▸ Passage
□ □ □ □

Complying with this order, the Nigerian Government vide Section 5 of the Cybercrimes (Prohibition, Prevention, etc.) (Amendment) Act, 2024, significantly varied the provisions of Section 24(1). The amended law purports to cure the mischief in the old law by solely criminalising the electronic dissemination of messages that are either pornographic or false with the intent of causing a breakdown of law and order, posing a threat to life, or causing such a message to be sent.
 
Although the legislative intervention is well-intended, the new law is still partly tainted by ambiguity and uncertainty. For instance, the interpretation of the phrase “for the purpose of causing a breakdown of law and order” is problematic. The amendment does not furnish the ingredients of publications that can cause a breakdown of law and order.
 
Again, this lacuna is being leveraged by state actors to target activists, journalists, civil rights advocates, and other citizens for ventilating their perspectives on issues of national or public concern. The recent legal battle (albeit now amicably resolved) between Dele Farotimi and Afe Babalola, SAN, aptly illustrates this point.
 
The cybercrime charges (which were subsequently dropped) filed against Farotimi, following the complaint of alleged criminal defamation lodged by Babalola, included knowingly and intentionally transmitting false information for the purpose of causing breakdown of law and order contrary to and punishable under Section 24(1) (b) of the Cybercrimes (Prohibition, Prevention, etc) Act 2015 as amended.

□ □ □ □

▸ Dataset extract

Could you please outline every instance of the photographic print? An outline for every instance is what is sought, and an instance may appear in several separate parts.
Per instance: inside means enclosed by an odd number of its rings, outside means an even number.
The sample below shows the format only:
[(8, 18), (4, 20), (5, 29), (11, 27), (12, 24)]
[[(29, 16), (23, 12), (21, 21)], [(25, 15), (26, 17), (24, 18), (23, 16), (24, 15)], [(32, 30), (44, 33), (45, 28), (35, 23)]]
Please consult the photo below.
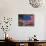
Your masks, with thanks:
[(34, 26), (34, 15), (18, 14), (18, 26)]

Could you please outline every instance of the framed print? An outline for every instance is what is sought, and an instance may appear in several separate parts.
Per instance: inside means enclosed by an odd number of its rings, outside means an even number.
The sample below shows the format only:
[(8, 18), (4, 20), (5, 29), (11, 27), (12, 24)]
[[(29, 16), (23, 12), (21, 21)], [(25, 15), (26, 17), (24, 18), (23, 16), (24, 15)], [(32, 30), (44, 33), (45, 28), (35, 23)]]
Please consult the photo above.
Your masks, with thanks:
[(18, 14), (18, 26), (34, 26), (34, 15)]

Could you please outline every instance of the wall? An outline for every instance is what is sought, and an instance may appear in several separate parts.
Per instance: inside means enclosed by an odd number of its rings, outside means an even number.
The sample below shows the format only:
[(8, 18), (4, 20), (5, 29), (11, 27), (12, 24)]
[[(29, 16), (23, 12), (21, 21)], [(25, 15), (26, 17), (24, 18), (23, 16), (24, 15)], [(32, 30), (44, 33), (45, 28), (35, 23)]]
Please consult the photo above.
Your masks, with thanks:
[[(10, 37), (16, 40), (27, 40), (34, 34), (37, 39), (45, 39), (45, 8), (32, 8), (28, 0), (0, 0), (0, 16), (12, 17), (13, 22), (10, 31), (7, 33)], [(18, 14), (34, 14), (35, 26), (34, 27), (19, 27)], [(2, 35), (2, 31), (0, 31)], [(4, 34), (4, 33), (3, 33)], [(3, 36), (3, 35), (2, 35)], [(3, 37), (0, 36), (0, 39)], [(3, 38), (4, 39), (4, 38)]]

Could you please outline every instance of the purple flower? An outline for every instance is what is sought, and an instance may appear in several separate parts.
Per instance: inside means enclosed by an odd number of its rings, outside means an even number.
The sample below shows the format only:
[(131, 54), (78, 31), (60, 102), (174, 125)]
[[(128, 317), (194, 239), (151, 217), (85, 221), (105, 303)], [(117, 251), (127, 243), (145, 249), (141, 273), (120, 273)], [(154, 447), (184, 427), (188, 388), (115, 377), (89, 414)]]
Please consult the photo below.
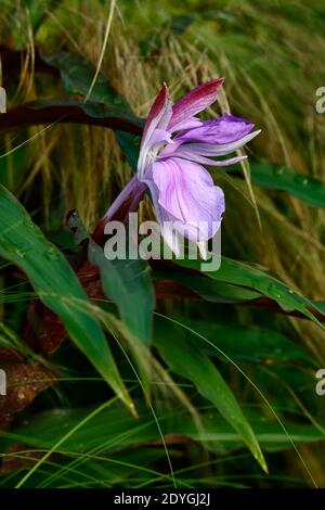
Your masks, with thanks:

□ □ □ □

▸ Task set
1 > According to the passage on Nigeria's cybercrime law, which section of the 2024 Amendment Act changed Section 24(1)?
2 > Carry on the passage on Nigeria's cybercrime law from its final sentence.
The listing is separate material and has nothing to do with the passage on Nigeria's cybercrime law.

▸ Answers for the exercise
1 > Section 5 of the Cybercrimes (Prohibition, Prevention, etc.) (Amendment) Act, 2024.

2 >
 
Farotimi claimed he was mistreated, denigrated, and dehumanised by the Police even though he was merely accused of committing a misdemeanour with a maximum jail term of three (3) years. Ngozi Okoli was alleged to have been similarly ill-treated by the Police over her critical review of Erisco Foods’ tomato paste.

More worrisome is that some law enforcers seem oblivious to the alterations made to Section 24(1).  Very recently, the Police charged two men, Saheed Jamiu Osama and Uyime Godwin Udoekwere, for allegedly making libelous statements and menacing the character of Mrs. Omowunmi Cynthia Aloba despite the repeal of the offence of ‘‘menacing character”.
 
Admittedly, cybercrime is a serious offence that could undermine political stability and economic development if not proactively and frontally curtailed. Nonetheless, the extant cybersecurity instrument is porous and nebulous. It is unpardonable for a criminal statute not to contain proper definitions, interpretations, or descriptions of fundamental terms. In addition, it is an aberration for such pieces of legislation to be devoid of the ingredients or elements constituting all prescribed offences.
 
“A law should not be vague or ambiguous, to ensure clarity, fairness, and to uphold the rule of law. Vague or ambiguous language can lead to uncertainty, misinterpretation, and inconsistent application by individuals and the courts, potentially resulting in injustice and a lack of public trust in the legal system. Clarity in statutes allows citizens to understand their rights and obligations, enabling them to conduct themselves accordingly and avoid violating the law.”

Undoubtedly, the Cybercrimes Act should be further revised to bring it into conformity with clarity, certainty, logic, equity, and justice. Insofar as it partially forayed into the realm of the fundamental right of freedom of expression, the constitutionality of some of its provisions will remain in issue. In the same vein, the raging controversy over the impunity exhibited by law enforcement agents in the course of (purportedly) giving effect to the Act will not abate.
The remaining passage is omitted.